PAGE EXTRACT:
My 13-inch MacBook Air is a fantastic portable computer – fast, light, crazy battery life and with a “bigger” screen than my old 13-inch aluminum MacBook[1]. But as a desktop computer it sucks: only two USB ports, no Ethernet, and a tiny amount of storage.

Which is exactly why the Landing Zone exists. It’s a dock that stays on your desk, hooked up to all your peripherals, and which grabs onto your MacBook like a facehugger grabs onto, uh, a face.

I’ve been using one for a while now, and it’s almost entirely excellent.

What It Is

The Landing Zone Pro is a plastic bar with a lever and two moving ends which shove themselves into the holes on the sides of your MacBook Air. Because of this intimate arrangement, you need to pick the exact model for your machine.

SET OF TASKS:
(a) Answer these from the Landing Zone dock review:
(i) How many USB ports does the writer say the 13-inch MacBook Air has?
(ii) What does the writer say the Landing Zone Pro physically is?
(iii) What verdict does the writer give after using one for a while?
(b) Reproduce the Landing Zone dock review word for word, starting with "Which is exactly" and going on through "for your machine.".
(c) Resume the Landing Zone dock review right after its last sentence and keep writing it.
The records that come after this review are separate material with no connection to it.

Items from a dataset:
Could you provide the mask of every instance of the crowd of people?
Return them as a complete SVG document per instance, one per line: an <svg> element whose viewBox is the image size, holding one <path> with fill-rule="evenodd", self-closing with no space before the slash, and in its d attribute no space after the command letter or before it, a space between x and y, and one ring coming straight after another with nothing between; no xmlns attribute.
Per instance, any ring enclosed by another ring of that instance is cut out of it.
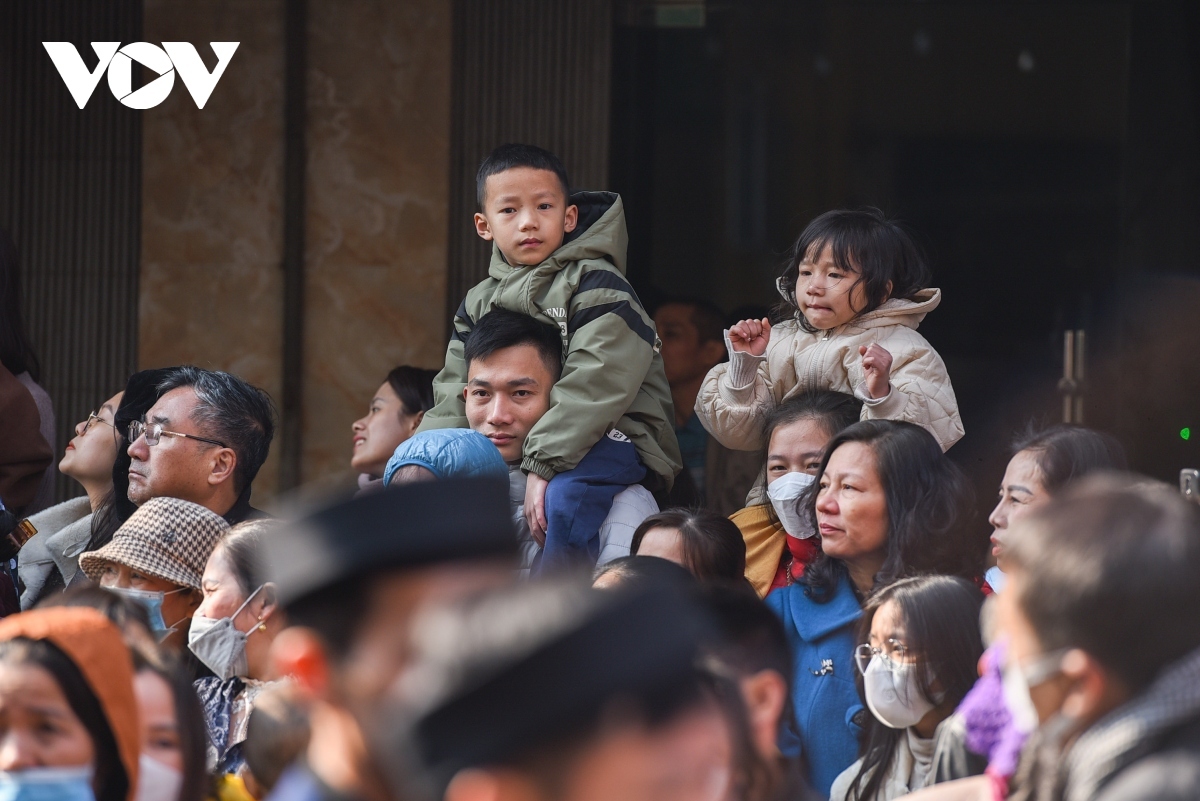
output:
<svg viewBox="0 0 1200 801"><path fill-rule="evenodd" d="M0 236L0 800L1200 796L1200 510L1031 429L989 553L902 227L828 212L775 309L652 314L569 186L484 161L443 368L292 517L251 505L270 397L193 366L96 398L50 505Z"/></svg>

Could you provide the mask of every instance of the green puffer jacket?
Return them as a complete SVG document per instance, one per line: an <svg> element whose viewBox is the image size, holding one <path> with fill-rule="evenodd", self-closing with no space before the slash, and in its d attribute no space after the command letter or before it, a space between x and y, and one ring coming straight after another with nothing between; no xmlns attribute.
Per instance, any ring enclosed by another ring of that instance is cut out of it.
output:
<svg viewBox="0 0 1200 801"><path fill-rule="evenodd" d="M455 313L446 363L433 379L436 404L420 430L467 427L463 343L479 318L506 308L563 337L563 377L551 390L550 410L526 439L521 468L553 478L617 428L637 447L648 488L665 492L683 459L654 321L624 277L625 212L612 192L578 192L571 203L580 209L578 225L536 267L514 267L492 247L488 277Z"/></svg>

ANSWERS:
(a)
(i) Two.
(ii) A plastic bar with a lever and two moving ends that shove themselves into the holes on the sides of the MacBook Air.
(iii) It's almost entirely excellent.

(b)
Which is exactly why the Landing Zone exists. It’s a dock that stays on your desk, hooked up to all your peripherals, and which grabs onto your MacBook like a facehugger grabs onto, uh, a face.

I’ve been using one for a while now, and it’s almost entirely excellent.

What It Is

The Landing Zone Pro is a plastic bar with a lever and two moving ends which shove themselves into the holes on the sides of your MacBook Air. Because of this intimate arrangement, you need to pick the exact model for your machine.

(c)
Once pushed into the USB and Thunderbolt ports, the dock sits there ready for hookups. And what hookups: there are three USB 3.0 ports around back, plus one high-powered USB port on the left, for charging/syncing iPhones and iPads at high speed. There’s also an Ethernet port, a Thunderbolt port and a power socket, into which you plug an adapter to power all those USB ports.

There’s also a spot that will clamp your MagSafe connector into place, pushing it into the MacBook when you dock it. And because you’re likely to need to take the adapter with you when you go, it is easily removable, too.

Access to the SD card slot and the headphone jack is unimpeded.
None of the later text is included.